◆ **GIVEN INSTRUCTION**:
Copy every line from the one containing "TARGET = white railing" through the last line of the records below, both included, and nothing else.

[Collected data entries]
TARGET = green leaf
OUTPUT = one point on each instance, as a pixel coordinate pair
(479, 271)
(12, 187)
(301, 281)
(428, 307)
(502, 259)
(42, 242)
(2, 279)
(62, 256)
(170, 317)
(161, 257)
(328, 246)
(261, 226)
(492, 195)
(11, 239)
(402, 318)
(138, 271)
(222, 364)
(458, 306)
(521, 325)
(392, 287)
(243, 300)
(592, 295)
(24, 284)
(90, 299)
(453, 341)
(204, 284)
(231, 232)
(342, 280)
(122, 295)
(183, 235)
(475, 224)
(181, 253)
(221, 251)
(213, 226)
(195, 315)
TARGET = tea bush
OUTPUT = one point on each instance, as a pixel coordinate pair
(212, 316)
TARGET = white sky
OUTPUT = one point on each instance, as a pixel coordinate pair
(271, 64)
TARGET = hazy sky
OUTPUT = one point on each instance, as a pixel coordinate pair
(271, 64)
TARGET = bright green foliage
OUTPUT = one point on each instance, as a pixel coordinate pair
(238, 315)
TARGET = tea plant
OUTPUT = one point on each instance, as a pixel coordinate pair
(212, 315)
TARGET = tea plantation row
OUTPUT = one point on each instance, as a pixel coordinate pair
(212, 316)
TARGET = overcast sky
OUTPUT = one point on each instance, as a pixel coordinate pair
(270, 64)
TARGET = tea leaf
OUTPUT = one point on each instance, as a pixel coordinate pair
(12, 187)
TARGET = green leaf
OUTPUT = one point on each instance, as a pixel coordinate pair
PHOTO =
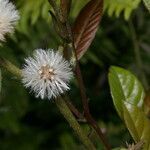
(128, 97)
(147, 4)
(118, 6)
(0, 80)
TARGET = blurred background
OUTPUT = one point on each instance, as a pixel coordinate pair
(27, 123)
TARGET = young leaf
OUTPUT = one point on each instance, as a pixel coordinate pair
(86, 25)
(147, 4)
(128, 98)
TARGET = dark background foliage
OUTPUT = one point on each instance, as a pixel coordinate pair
(27, 123)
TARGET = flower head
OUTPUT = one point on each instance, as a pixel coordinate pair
(8, 18)
(47, 73)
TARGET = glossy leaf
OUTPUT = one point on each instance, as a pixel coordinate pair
(128, 98)
(147, 4)
(86, 25)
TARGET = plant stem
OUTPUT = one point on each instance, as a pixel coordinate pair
(85, 104)
(138, 56)
(10, 67)
(69, 40)
(73, 123)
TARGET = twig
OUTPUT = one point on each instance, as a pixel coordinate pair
(138, 55)
(73, 123)
(66, 28)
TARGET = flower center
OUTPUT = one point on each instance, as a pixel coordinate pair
(46, 73)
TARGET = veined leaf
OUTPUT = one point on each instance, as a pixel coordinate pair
(128, 98)
(86, 25)
(118, 6)
(147, 4)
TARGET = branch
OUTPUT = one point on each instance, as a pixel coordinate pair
(73, 123)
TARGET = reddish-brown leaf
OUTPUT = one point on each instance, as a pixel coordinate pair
(86, 25)
(65, 8)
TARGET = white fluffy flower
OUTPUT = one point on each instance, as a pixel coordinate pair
(8, 18)
(47, 73)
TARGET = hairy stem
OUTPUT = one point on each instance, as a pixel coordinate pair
(74, 124)
(10, 67)
(138, 56)
(68, 39)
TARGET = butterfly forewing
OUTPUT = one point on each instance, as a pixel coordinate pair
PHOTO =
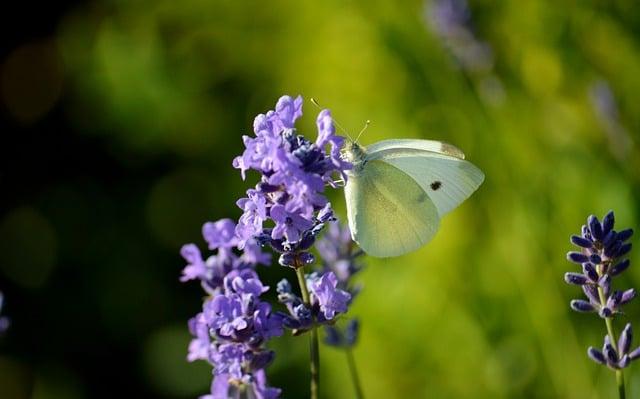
(446, 179)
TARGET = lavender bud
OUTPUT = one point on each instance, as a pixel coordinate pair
(635, 354)
(610, 353)
(590, 272)
(605, 284)
(595, 227)
(351, 332)
(608, 222)
(306, 258)
(288, 259)
(596, 355)
(577, 257)
(332, 336)
(585, 232)
(627, 296)
(626, 337)
(612, 250)
(283, 287)
(575, 278)
(609, 238)
(580, 305)
(620, 267)
(624, 362)
(591, 292)
(262, 360)
(624, 249)
(605, 312)
(595, 259)
(624, 235)
(614, 300)
(581, 242)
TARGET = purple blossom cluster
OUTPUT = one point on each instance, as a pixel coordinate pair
(294, 174)
(285, 211)
(339, 256)
(327, 302)
(230, 333)
(451, 21)
(601, 256)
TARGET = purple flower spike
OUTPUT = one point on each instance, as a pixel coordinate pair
(596, 355)
(289, 110)
(627, 296)
(577, 257)
(635, 354)
(624, 235)
(608, 222)
(595, 227)
(575, 278)
(582, 306)
(196, 267)
(220, 234)
(620, 267)
(626, 337)
(601, 250)
(286, 211)
(581, 242)
(332, 301)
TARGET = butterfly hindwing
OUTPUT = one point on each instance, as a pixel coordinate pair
(389, 213)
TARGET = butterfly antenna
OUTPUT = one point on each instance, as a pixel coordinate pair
(314, 102)
(366, 125)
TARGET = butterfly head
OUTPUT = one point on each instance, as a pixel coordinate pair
(354, 153)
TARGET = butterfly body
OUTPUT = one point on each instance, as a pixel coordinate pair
(398, 190)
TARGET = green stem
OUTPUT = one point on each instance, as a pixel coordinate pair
(313, 343)
(354, 374)
(612, 337)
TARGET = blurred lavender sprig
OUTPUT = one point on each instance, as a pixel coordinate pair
(601, 256)
(285, 211)
(451, 21)
(605, 105)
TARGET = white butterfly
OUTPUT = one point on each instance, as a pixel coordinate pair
(398, 190)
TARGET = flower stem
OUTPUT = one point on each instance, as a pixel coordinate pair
(354, 374)
(608, 321)
(313, 343)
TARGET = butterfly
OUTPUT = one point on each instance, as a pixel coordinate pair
(398, 190)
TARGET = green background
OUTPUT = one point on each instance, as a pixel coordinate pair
(151, 99)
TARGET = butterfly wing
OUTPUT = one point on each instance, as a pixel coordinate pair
(447, 180)
(415, 144)
(389, 213)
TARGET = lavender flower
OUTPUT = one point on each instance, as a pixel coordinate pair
(342, 337)
(601, 252)
(451, 21)
(4, 321)
(606, 108)
(230, 333)
(339, 255)
(601, 256)
(285, 211)
(612, 357)
(327, 302)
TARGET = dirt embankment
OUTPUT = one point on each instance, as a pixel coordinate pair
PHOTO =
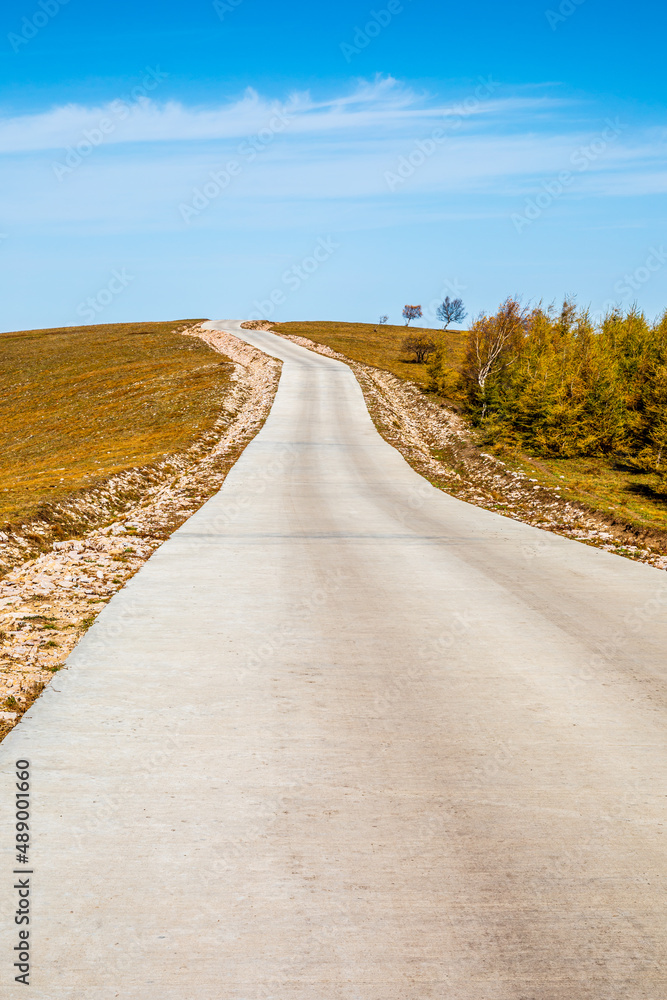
(56, 588)
(439, 445)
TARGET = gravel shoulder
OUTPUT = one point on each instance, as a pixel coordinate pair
(439, 445)
(49, 600)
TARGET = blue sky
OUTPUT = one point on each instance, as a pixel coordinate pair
(330, 161)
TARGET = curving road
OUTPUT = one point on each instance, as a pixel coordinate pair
(345, 737)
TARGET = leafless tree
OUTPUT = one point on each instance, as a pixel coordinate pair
(451, 311)
(411, 312)
(420, 345)
(492, 344)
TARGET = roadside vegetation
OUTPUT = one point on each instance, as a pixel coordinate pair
(580, 405)
(78, 405)
(380, 345)
(577, 408)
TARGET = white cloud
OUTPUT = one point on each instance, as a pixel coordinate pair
(383, 104)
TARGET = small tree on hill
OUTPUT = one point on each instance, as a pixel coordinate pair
(451, 311)
(493, 345)
(410, 313)
(420, 345)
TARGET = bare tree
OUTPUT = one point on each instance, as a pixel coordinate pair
(492, 345)
(451, 311)
(420, 345)
(411, 312)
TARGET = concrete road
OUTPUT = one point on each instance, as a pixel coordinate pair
(347, 738)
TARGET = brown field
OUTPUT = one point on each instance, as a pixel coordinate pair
(82, 403)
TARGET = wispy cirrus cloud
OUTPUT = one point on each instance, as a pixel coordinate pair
(383, 104)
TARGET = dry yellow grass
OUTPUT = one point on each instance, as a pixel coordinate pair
(375, 345)
(80, 404)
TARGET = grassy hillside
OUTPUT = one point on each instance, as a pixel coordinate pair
(379, 346)
(622, 494)
(79, 404)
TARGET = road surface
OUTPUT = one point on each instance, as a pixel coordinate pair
(345, 737)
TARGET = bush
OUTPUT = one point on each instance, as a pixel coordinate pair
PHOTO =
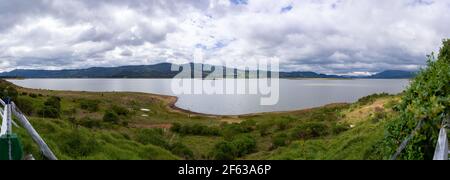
(90, 123)
(119, 110)
(25, 105)
(182, 150)
(224, 150)
(49, 112)
(111, 117)
(244, 145)
(54, 102)
(78, 143)
(7, 90)
(196, 129)
(339, 128)
(238, 147)
(427, 100)
(89, 105)
(229, 131)
(280, 140)
(152, 136)
(310, 130)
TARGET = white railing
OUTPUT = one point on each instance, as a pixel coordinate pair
(6, 128)
(441, 152)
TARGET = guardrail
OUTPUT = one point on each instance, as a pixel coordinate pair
(441, 152)
(6, 129)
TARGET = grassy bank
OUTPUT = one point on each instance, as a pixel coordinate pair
(86, 125)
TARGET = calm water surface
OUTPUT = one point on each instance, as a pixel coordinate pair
(294, 94)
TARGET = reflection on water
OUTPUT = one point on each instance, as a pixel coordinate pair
(294, 94)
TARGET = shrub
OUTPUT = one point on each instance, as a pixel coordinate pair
(90, 123)
(371, 98)
(78, 143)
(119, 110)
(25, 105)
(49, 112)
(196, 129)
(339, 128)
(181, 150)
(111, 117)
(7, 90)
(427, 100)
(310, 130)
(53, 102)
(89, 105)
(238, 147)
(152, 136)
(244, 144)
(280, 140)
(224, 150)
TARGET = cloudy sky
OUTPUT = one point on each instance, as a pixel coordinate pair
(327, 36)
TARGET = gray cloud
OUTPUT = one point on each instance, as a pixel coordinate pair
(328, 36)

◆ **TASK SOLUTION**:
TARGET = white railing
OUTPUT = one point on each instance, as a pixel coordinate pair
(6, 128)
(441, 152)
TARGET = guardrail
OUTPUT = one point on each instance, as a pixel coordinate pair
(441, 152)
(6, 129)
TARGET = grassy bank
OUTPUT = one point on each instance, as a pixel coordinate pair
(86, 125)
TARGET = calm water surface
OUTPUT = one point on each instance, as a pixel coordinate pair
(294, 94)
TARGET = reflection on water
OUTPUT = one point on each instance, as a pixel coordinate pair
(294, 94)
TARGET = shrub
OUTPUT = one point on each instance, as a pixel coordinate pair
(90, 123)
(371, 98)
(78, 143)
(119, 110)
(25, 105)
(49, 112)
(196, 129)
(339, 128)
(181, 150)
(111, 117)
(7, 90)
(427, 100)
(310, 130)
(53, 102)
(89, 105)
(238, 147)
(152, 136)
(244, 144)
(280, 140)
(224, 150)
TARGET = cloudy sky
OUTPUT = one point on each instance, as a pixel coordinate pair
(327, 36)
TARGET = gray cloud
OUTPUT = one point on each instance, as a pixel coordinate pair
(328, 36)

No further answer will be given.